— TASK DESCRIPTION —
Exactly reproduce the line containing "In the photo above, each instance of the yellow painted curb" together with every line after it, through the end of the entries, and give nothing more.

— Stored dataset items —

** BEGIN **

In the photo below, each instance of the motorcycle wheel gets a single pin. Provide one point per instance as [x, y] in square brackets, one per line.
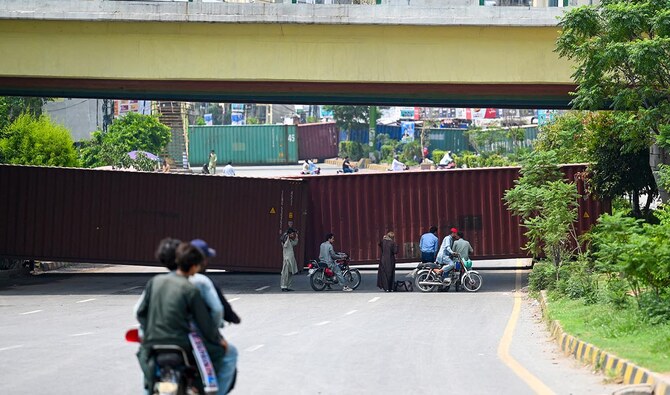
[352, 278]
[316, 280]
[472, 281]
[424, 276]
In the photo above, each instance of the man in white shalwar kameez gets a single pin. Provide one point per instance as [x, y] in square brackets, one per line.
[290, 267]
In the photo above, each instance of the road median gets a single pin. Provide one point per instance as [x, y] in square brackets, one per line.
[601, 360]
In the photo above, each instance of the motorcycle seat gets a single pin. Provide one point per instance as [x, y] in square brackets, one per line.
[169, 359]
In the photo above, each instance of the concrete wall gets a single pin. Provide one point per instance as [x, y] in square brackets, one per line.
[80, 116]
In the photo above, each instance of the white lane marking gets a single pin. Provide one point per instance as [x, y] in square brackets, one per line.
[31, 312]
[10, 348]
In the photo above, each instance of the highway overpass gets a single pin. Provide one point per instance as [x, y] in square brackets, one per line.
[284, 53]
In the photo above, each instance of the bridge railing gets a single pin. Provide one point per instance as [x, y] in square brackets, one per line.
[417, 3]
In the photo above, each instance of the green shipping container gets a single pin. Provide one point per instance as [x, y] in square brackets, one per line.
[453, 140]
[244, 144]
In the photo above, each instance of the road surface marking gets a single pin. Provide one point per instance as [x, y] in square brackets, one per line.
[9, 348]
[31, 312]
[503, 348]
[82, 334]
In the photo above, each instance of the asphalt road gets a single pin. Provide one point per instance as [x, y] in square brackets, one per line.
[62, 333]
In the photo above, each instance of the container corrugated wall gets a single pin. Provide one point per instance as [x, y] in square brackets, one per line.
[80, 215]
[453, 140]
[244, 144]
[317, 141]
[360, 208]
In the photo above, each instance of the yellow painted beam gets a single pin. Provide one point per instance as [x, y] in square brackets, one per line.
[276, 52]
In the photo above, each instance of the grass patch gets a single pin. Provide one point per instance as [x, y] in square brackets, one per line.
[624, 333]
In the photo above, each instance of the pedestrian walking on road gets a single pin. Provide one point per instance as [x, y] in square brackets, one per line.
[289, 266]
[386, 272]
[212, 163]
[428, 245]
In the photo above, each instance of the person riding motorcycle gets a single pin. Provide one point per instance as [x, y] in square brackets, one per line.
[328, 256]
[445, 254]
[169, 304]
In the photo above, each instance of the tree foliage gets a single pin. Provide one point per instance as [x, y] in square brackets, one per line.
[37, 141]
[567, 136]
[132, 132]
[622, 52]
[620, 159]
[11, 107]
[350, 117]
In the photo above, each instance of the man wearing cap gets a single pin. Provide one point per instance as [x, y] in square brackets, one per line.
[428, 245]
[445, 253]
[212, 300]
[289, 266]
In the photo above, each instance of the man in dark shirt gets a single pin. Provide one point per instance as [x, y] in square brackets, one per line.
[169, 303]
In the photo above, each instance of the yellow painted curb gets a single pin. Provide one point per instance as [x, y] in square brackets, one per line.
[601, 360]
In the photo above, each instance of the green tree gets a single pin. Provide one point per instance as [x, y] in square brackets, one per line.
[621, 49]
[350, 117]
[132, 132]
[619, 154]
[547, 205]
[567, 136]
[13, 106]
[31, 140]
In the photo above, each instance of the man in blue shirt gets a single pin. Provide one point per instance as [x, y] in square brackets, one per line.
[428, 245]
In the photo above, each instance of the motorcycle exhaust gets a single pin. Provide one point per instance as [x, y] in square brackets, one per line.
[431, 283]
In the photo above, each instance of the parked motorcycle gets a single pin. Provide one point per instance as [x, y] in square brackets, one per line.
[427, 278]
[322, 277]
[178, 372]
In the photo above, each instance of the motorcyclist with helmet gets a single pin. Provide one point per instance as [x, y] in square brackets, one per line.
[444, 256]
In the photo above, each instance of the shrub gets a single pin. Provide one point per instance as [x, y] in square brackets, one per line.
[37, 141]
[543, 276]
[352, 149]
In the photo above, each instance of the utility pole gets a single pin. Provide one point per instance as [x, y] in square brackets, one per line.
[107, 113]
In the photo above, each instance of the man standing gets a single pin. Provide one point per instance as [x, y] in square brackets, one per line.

** END **

— THE RESULT —
In the photo above, each instance of the yellow painted curb gets a single pin. Provide one point per instance as [x, y] in square brackets, one per line.
[601, 360]
In the photo above, each instance of the green tree gets a single pin. Provide one point per instance as [x, y] in square brackets, one per line.
[621, 49]
[350, 117]
[132, 132]
[619, 154]
[547, 205]
[567, 136]
[13, 106]
[31, 140]
In the photo above, each instance of the man in blue shirt gets a single pin. Provide one point per instance as [x, y] in square brackets, one per line.
[428, 245]
In the photo above, each instance of the motorcycle exhaust gets a single pin. Provide one point per instance as [x, y] in square brackets, one per line.
[431, 283]
In the photo above, each instance of the parked motorcycle gets a single pin. Provide one point per instance as [x, y] in square brackets, one per line.
[427, 278]
[322, 277]
[178, 372]
In the photo above, each instance of the motorcyclist with helmet gets a single pin. Provide one point per instance as [x, y] in square brackets, one per line.
[444, 256]
In the photo above, each instance of the shrub gets a single pin. Provide one point per instance as [x, y] in square brackets, one per line.
[37, 141]
[543, 276]
[352, 149]
In the photo above, each instance of the utility pole gets a single pin. Provide one point per instance as [x, y] in square brackets, one per line.
[107, 113]
In the photo above, each instance of the man standing gets a single pin. Provide one point per instance as [x, y] in square brackets, one per line.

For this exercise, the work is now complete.